**The problem**
Find the lines holding the string "write" in the data, then copy all of them.

**Stored dataset items**
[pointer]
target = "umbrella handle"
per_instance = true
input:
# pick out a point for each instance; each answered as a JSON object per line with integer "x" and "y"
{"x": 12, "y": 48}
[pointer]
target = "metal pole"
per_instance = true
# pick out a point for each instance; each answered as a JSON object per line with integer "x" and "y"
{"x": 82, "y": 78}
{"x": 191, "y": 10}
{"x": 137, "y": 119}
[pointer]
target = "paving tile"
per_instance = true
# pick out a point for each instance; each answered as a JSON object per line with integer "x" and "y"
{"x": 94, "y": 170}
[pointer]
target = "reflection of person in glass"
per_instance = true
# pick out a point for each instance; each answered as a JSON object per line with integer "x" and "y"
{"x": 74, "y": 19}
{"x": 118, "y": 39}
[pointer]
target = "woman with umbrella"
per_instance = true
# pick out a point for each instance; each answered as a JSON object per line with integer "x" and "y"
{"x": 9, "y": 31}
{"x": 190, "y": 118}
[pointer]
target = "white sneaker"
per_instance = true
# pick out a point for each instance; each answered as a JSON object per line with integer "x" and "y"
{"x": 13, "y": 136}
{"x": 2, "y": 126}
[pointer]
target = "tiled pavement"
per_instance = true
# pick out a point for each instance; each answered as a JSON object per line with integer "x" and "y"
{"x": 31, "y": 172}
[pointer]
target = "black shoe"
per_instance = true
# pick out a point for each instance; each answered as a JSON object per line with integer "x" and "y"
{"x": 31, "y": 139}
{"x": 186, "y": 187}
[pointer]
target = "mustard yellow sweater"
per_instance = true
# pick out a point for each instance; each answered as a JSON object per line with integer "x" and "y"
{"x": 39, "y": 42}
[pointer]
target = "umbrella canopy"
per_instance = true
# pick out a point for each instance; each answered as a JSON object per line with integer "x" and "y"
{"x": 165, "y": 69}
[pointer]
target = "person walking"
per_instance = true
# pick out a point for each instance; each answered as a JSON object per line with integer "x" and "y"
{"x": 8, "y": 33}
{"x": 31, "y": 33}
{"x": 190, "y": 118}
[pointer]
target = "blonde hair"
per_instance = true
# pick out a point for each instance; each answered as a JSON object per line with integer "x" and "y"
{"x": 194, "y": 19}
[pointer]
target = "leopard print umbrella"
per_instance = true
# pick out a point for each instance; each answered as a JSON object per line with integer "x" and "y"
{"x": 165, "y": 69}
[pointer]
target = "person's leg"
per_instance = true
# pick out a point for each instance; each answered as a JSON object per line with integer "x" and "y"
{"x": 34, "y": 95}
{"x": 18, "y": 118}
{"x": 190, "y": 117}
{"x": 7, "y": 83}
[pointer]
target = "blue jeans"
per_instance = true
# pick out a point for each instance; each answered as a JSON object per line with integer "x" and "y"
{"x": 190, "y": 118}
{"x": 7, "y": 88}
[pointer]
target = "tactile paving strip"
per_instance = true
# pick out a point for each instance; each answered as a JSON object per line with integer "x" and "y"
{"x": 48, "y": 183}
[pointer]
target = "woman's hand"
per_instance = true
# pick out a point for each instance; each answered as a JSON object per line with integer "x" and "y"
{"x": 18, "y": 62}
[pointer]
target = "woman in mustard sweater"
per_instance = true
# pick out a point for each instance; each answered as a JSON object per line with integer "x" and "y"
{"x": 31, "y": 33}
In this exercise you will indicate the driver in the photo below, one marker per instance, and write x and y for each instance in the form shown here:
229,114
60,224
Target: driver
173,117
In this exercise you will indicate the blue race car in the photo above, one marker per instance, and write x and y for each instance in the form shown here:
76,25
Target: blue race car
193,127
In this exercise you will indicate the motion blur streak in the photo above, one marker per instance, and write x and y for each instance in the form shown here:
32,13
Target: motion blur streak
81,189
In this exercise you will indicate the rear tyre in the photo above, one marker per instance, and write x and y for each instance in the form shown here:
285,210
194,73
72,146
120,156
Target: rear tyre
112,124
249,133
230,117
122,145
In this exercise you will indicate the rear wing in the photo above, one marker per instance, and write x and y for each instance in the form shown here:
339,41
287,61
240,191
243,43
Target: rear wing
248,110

**Written response**
In this exercise you will indicate the driver in the photo below, one marker per instance, and write x and y for each instance in the form shown here:
In this exercise you will indicate the blue race car in the photo above, one marker per instance, and write x and y for each instance in the form shown here:
In this exercise you will indicate the motion blur streak in the photo above, one marker per instance, and write x and y for each instance in the form shown here:
In this exercise you will indicate the rear tyre in the photo above, one marker per instance, and write x and y for each instance in the form shown here:
In this exercise you will indicate the rear wing in the photo above, one marker per instance, and write x and y for each instance in the form shown here:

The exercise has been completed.